#### Task list:
1/ Reproduce the passage of the InternVL-on-V100 thread starting at "Open BIGBALLON opened" and ending at "correctly on V100?".
2/ In the thread about loading InternVL on V100 GPUs, why does the maintainer suggest uninstalling Flash Attention? Answer in one to three sentences.
3/ Can you carry on the forum thread about running InternVL on V100 GPUs after its last message?

#### Text for analysis:
== Segment start ==
InternVL icon indicating copy to clipboard operation
InternVL copied to clipboard

How to load internvl-chat-1.2-plus on V100.

Open BIGBALLON opened this issue 1 year ago • 9 comments

If I have an 8 V100 machine, is there a way to load InternVL-Chat-Chinese-V1-2-Plus for inference, it seems can't install FlashAttention correctly on V100?

BIGBALLON avatar Mar 14 '24 14:03 BIGBALLON

Hi, you can set device_map='auto' to use multiple GPUs for inference.

May I ask if you are currently meeting out-of-memory issues with 8 V100 GPUs without Flash Attention?

path = "OpenGVLab/InternVL-Chat-Chinese-V1-2-Plus"
model = AutoModel.from_pretrained(
    path,
    torch_dtype=torch.bfloat16,
    low_cpu_mem_usage=True,
    trust_remote_code=True,
    device_map='auto').eval()

czczup avatar Mar 16 '24 07:03 czczup

The problem does not seem to be caused by multiple cards, but that it seems impossible to do inference normally without Flash Attention.

BIGBALLON avatar Mar 16 '24 08:03 BIGBALLON

Thanks for your feedback. Could you please try to see if the model can be used normally with only 4 GPUs?

czczup avatar Mar 17 '24 12:03 czczup

@czczup 4 GPUs are enough to load 1.2-plus, but will get the error about FlashAttention :

"RuntimeError: FlashAttention only supports Ampere GPUs or newer."

BIGBALLON avatar Mar 19 '24 07:03 BIGBALLON

Sorry for the late reply. I would like to ask if you installed Flash Attention on the v100 machine.

If so, could you please uninstall Flash Attention and try again? Because the code is based on whether Flash Attention is installed to determine whether to call it.

czczup avatar Mar 25 '24 12:03 czczup

Sorry for the late reply. I would like to ask if you installed Flash Attention on the v100 machine.

If so, could you please uninstall Flash Attention and try again? Because the code is based on whether Flash Attention is installed to determine whether to call it.

Can we install Flash Attention on V100 machine? How to install it? The official flash attention is not supported on V100.
== Segment end ==
#### Data excerpt:
== Segment start ==
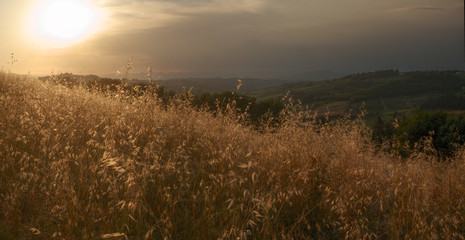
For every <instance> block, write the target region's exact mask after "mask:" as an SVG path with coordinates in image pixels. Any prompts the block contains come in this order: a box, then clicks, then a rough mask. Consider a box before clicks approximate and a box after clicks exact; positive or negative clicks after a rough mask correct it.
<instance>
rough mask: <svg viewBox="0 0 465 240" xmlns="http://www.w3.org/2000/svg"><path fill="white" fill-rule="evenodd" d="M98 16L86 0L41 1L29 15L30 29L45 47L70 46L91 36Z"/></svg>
mask: <svg viewBox="0 0 465 240" xmlns="http://www.w3.org/2000/svg"><path fill="white" fill-rule="evenodd" d="M100 19H101V14H100V12H99V10H98V8H97V7H96V6H94V5H93V4H92V3H91V2H90V1H86V0H48V1H41V2H39V3H38V4H37V6H36V7H35V8H34V10H33V12H32V13H31V15H30V21H29V30H30V32H31V33H33V37H34V38H40V39H41V40H43V41H44V42H45V43H48V44H71V43H75V42H79V41H82V40H84V39H86V38H87V37H89V36H90V35H92V33H94V32H95V31H96V30H97V28H98V25H99V22H100Z"/></svg>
== Segment end ==
#### Responses for each task:
1/
Open BIGBALLON opened this issue 1 year ago • 9 comments

If I have an 8 V100 machine, is there a way to load InternVL-Chat-Chinese-V1-2-Plus for inference, it seems can't install FlashAttention correctly on V100?

2/ The code decides whether to call Flash Attention based on whether it is installed. Uninstalling it means the code will not call it.

3/
bjzhb666 avatar Mar 27 '24 10:03 bjzhb666

Sorry for the late reply. I would like to ask if you installed Flash Attention on the v100 machine. If so, could you please uninstall Flash Attention and try again? Because the code is based on whether Flash Attention is installed to determine whether to call it.

Can we install Flash Attention on V100 machine? How to install it? The official flash attention is not supported on V100.

Currently, flash attention is likely not supported on V100. It might be possible to use the implementation from Xformers as an alternative. But I do not currently support this.

czczup avatar Mar 27 '24 10:03 czczup

@czczup so currently, we can't load InternVL-Chat-Chinese-V1-2-Plus on V100 machine.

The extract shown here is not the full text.